Start of RECORDS
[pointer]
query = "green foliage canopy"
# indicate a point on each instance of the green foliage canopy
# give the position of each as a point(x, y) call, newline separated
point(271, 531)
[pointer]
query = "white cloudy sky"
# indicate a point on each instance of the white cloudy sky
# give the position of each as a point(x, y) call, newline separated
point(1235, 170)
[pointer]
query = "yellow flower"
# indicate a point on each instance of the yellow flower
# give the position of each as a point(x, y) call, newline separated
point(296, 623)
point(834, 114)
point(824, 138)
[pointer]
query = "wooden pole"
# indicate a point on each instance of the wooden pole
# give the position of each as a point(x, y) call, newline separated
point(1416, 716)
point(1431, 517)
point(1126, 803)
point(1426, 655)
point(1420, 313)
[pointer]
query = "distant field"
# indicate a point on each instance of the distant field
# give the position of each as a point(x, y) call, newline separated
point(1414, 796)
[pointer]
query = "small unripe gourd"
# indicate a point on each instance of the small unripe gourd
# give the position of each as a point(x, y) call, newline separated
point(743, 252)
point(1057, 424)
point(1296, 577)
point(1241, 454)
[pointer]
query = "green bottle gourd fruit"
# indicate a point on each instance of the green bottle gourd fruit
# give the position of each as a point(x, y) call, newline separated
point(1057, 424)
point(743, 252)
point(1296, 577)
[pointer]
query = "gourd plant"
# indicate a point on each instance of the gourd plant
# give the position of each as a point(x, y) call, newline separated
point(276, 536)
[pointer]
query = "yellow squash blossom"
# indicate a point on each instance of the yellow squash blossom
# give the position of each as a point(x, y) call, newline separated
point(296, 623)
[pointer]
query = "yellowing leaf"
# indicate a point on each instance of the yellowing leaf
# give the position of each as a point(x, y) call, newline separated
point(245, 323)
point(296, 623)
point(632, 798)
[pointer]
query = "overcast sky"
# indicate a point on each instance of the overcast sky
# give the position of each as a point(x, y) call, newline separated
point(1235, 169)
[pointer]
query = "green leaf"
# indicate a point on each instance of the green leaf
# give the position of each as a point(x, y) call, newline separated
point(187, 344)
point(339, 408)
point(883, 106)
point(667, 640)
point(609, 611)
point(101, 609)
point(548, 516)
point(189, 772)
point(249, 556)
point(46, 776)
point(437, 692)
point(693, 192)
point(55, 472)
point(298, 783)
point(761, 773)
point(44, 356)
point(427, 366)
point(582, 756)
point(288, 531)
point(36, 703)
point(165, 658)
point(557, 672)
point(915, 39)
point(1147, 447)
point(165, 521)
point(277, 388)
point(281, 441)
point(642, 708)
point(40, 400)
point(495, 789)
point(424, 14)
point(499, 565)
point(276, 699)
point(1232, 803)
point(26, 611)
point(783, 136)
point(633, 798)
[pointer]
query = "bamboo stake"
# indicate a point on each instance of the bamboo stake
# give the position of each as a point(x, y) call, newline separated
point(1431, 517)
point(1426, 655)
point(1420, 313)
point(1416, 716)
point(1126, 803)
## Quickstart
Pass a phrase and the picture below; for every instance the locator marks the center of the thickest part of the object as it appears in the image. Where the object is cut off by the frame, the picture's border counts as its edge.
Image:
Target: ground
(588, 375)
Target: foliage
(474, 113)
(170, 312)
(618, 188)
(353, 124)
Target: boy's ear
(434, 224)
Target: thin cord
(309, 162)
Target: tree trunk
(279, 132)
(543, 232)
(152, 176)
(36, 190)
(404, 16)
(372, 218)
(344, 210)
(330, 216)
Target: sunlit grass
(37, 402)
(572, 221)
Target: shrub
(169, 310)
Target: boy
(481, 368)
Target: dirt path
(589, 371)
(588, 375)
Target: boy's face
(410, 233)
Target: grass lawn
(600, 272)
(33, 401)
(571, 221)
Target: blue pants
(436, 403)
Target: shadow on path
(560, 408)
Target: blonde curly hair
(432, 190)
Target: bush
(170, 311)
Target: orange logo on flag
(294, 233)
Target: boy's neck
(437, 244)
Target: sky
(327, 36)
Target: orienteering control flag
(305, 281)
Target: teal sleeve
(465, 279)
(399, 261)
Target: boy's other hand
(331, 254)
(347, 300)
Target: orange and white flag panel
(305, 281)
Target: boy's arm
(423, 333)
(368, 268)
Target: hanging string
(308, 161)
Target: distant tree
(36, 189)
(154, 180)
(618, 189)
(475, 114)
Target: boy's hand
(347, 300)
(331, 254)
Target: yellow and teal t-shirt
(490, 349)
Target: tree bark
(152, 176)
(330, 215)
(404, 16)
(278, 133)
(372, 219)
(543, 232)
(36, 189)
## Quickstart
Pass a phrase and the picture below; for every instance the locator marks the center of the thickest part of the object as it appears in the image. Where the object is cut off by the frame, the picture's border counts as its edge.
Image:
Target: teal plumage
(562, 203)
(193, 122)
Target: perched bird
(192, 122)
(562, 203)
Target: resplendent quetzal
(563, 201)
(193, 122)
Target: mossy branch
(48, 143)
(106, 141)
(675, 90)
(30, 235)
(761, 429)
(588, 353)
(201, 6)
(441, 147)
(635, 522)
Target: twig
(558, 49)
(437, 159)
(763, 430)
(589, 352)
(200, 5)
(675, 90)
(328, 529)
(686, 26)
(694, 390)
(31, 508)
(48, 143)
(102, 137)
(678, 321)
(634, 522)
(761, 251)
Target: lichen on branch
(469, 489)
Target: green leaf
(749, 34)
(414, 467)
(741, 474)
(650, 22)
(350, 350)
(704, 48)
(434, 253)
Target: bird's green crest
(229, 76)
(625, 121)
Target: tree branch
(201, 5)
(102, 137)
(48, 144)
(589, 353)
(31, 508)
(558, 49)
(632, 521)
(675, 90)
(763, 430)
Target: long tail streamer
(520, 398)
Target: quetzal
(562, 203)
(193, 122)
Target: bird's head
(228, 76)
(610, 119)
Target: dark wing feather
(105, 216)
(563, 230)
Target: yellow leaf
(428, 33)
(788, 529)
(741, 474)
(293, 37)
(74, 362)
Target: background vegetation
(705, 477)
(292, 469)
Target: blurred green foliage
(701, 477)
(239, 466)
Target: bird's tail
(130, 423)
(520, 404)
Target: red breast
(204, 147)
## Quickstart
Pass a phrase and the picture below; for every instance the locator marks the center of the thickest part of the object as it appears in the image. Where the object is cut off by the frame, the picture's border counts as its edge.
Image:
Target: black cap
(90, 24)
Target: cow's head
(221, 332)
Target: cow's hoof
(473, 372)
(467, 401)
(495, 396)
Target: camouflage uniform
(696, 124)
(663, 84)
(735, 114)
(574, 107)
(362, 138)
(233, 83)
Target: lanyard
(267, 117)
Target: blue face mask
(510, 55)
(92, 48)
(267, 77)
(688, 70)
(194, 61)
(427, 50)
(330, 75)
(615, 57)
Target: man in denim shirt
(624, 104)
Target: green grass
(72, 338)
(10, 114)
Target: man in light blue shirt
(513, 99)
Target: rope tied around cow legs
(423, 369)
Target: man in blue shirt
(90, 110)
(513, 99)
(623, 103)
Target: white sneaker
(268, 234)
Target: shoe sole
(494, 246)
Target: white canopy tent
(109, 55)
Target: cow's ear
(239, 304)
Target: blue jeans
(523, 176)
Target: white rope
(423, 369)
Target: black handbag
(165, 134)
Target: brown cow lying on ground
End of RECORDS
--- WHAT YOU SHOULD DO ---
Repeat the records above exactly as they appear.

--- CORRECT RESULT ---
[pointer]
query = "green foliage canopy"
# indicate a point on each instance of the green foliage canopy
# give the position of each as a point(x, y) call, newline separated
point(271, 531)
[pointer]
query = "white cloudy sky"
# indicate a point on each instance of the white cloudy sky
# give the position of each as a point(x, y) call, newline separated
point(1235, 170)
[pointer]
query = "yellow flower"
# indicate a point on each instance of the yellow flower
# give the position of each as a point(x, y) call, newline separated
point(296, 623)
point(834, 114)
point(824, 138)
[pointer]
query = "wooden pole"
# indicate a point on each instance of the wooden pole
# give the position of each as a point(x, y) call, newline separated
point(1416, 716)
point(1431, 517)
point(1126, 803)
point(1426, 655)
point(1420, 313)
[pointer]
query = "distant field"
# indicate a point on each instance of the distant field
# give the position of each as a point(x, y) call, newline separated
point(1414, 796)
[pointer]
query = "small unripe gourd"
# indicate a point on each instance of the small unripe gourd
# give the position of each as a point(x, y) call, newline separated
point(743, 252)
point(1057, 424)
point(1296, 577)
point(1241, 454)
[pointer]
query = "green bottle gourd fruit"
# indicate a point on each instance of the green bottle gourd fruit
# give the position of each as a point(x, y) call, newline separated
point(1057, 424)
point(743, 252)
point(1296, 577)
[pointer]
query = "gourd plant"
# indicate a point on each instance of the gourd plant
# give the position of each as a point(x, y) call, newline separated
point(276, 536)
[pointer]
query = "yellow squash blossom"
# indicate a point on each instance of the yellow squash blossom
# give the position of each as a point(x, y) call, newline separated
point(296, 623)
[pointer]
query = "yellowing leaf"
# indicate a point on each instance of the yellowing leaf
# give the position of each as a point(x, y) call, newline separated
point(245, 323)
point(296, 623)
point(632, 798)
[pointer]
query = "overcast sky"
# indicate a point on each instance of the overcast sky
# give the position of each as a point(x, y) call, newline separated
point(1235, 169)
[pointer]
query = "green leaf"
# indicate a point on each instance of the green leaf
# give the position of each as a point(x, y) call, newline separated
point(187, 344)
point(339, 408)
point(883, 106)
point(667, 640)
point(609, 611)
point(101, 609)
point(548, 516)
point(189, 772)
point(249, 556)
point(46, 776)
point(437, 692)
point(693, 192)
point(55, 472)
point(298, 783)
point(761, 773)
point(44, 356)
point(427, 366)
point(582, 756)
point(288, 531)
point(36, 703)
point(165, 658)
point(557, 672)
point(915, 39)
point(1147, 447)
point(165, 521)
point(277, 388)
point(281, 441)
point(642, 708)
point(40, 400)
point(495, 789)
point(424, 14)
point(499, 565)
point(276, 699)
point(1232, 803)
point(26, 611)
point(783, 136)
point(633, 798)
[pointer]
query = "bamboo stake"
# indicate a point on each instance of the bamboo stake
# give the position of each as a point(x, y) call, newline separated
point(1431, 517)
point(1426, 655)
point(1420, 313)
point(1416, 716)
point(1126, 803)
## Quickstart
Pass a phrase and the picture below; for every instance the locator marks the center of the thickest part of the object as it appears in the image. Where the object is cut off by the frame, the picture's border counts as its edge.
Image:
Target: ground
(588, 375)
Target: foliage
(474, 113)
(170, 312)
(618, 188)
(353, 124)
Target: boy's ear
(434, 224)
Target: thin cord
(309, 162)
Target: tree trunk
(279, 132)
(543, 232)
(152, 176)
(36, 190)
(404, 16)
(372, 218)
(344, 210)
(330, 216)
Target: sunlit grass
(37, 402)
(572, 221)
Target: shrub
(169, 310)
Target: boy
(481, 368)
Target: dirt path
(589, 371)
(588, 375)
Target: boy's face
(410, 233)
Target: grass lawn
(600, 272)
(33, 401)
(571, 221)
Target: blue pants
(436, 403)
Target: shadow on path
(560, 408)
Target: blonde curly hair
(432, 190)
Target: bush
(170, 311)
Target: orange logo on flag
(294, 233)
Target: boy's neck
(437, 244)
Target: sky
(327, 36)
Target: orienteering control flag
(305, 281)
Target: teal sleeve
(465, 279)
(399, 261)
Target: boy's other hand
(331, 254)
(347, 300)
Target: orange and white flag panel
(305, 281)
Target: boy's arm
(423, 333)
(368, 268)
Target: hanging string
(308, 161)
Target: distant tree
(36, 189)
(154, 180)
(618, 189)
(475, 114)
Target: boy's hand
(347, 300)
(331, 254)
Target: yellow and teal t-shirt
(490, 349)
Target: tree bark
(152, 176)
(330, 215)
(404, 16)
(278, 133)
(372, 219)
(543, 232)
(36, 189)
## Quickstart
Pass a phrase and the picture below; for every instance the locator marks the center of the thickest part of the object as it appears in the image. Where the object is cut off by the frame, the picture's border counts as its edge.
Image:
Target: teal plumage
(562, 203)
(193, 122)
Target: perched bird
(192, 122)
(562, 203)
Target: resplendent quetzal
(563, 201)
(193, 122)
Target: mossy branch
(48, 143)
(106, 141)
(675, 90)
(30, 235)
(761, 429)
(588, 353)
(201, 6)
(441, 147)
(635, 522)
Target: twig
(558, 49)
(437, 159)
(763, 430)
(589, 352)
(200, 5)
(675, 90)
(328, 529)
(686, 26)
(694, 390)
(31, 508)
(48, 143)
(102, 137)
(678, 321)
(634, 522)
(761, 251)
Target: lichen on branch
(469, 489)
Target: green leaf
(749, 34)
(414, 467)
(741, 474)
(650, 22)
(350, 350)
(704, 48)
(434, 253)
Target: bird's green crest
(229, 76)
(625, 121)
Target: tree branch
(201, 5)
(102, 137)
(48, 144)
(589, 353)
(31, 508)
(558, 49)
(632, 521)
(675, 90)
(763, 430)
Target: long tail streamer
(520, 398)
Target: quetzal
(562, 203)
(193, 122)
Target: bird's head
(228, 76)
(610, 119)
Target: dark wing feather
(105, 216)
(563, 230)
Target: yellow leaf
(428, 33)
(788, 529)
(741, 474)
(293, 37)
(74, 362)
Target: background vegetation
(705, 477)
(292, 469)
Target: blurred green foliage
(701, 477)
(239, 466)
Target: bird's tail
(130, 423)
(520, 404)
Target: red breast
(204, 147)
## Quickstart
Pass a phrase and the picture below; for every instance the locator marks the center of the thickest part of the object as it appears in the image. Where the object is cut off by the frame, the picture's border counts as its edge.
Image:
Target: black cap
(90, 24)
Target: cow's head
(221, 332)
Target: cow's hoof
(473, 372)
(467, 401)
(495, 396)
Target: camouflage uniform
(696, 124)
(663, 84)
(735, 114)
(574, 107)
(362, 138)
(233, 83)
Target: lanyard
(267, 117)
Target: blue face mask
(510, 55)
(92, 48)
(267, 77)
(688, 70)
(194, 61)
(427, 50)
(330, 75)
(615, 57)
Target: man in denim shirt
(624, 104)
Target: green grass
(72, 338)
(10, 114)
Target: man in light blue shirt
(513, 99)
Target: rope tied around cow legs
(423, 369)
Target: man in blue shirt
(90, 110)
(513, 99)
(623, 103)
Target: white sneaker
(268, 234)
Target: shoe sole
(494, 246)
Target: white canopy tent
(109, 55)
Target: cow's ear
(239, 304)
Target: blue jeans
(523, 176)
Target: white rope
(423, 369)
Target: black handbag
(165, 134)
Target: brown cow lying on ground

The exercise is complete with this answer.